Select every line in the rows below that contains the string "slope" and copy each one. Case counts.

• **Data excerpts**
------------------------------------
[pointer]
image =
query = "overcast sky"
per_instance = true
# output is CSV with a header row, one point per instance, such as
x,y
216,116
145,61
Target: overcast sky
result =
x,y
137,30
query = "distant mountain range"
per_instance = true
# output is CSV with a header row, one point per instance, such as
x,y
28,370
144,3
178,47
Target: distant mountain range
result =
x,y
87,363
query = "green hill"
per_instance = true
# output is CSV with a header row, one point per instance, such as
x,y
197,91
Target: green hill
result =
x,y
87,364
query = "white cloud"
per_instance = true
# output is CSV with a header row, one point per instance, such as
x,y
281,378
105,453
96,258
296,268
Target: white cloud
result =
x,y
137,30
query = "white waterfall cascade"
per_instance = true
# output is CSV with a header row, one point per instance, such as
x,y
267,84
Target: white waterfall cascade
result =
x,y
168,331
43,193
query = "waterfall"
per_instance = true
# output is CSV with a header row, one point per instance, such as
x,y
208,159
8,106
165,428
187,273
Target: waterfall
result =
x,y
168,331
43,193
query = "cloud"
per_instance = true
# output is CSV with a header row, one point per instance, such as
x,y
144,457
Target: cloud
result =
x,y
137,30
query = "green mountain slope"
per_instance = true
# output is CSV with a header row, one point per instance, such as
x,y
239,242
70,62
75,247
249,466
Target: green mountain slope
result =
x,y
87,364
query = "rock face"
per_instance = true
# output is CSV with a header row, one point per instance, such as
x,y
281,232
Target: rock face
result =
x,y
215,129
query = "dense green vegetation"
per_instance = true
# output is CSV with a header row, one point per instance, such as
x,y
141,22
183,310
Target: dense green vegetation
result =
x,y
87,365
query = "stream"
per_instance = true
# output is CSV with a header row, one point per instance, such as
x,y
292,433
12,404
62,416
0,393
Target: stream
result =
------------------------------------
• **Final result**
query = "green mountain slope"
Target: green mountain slope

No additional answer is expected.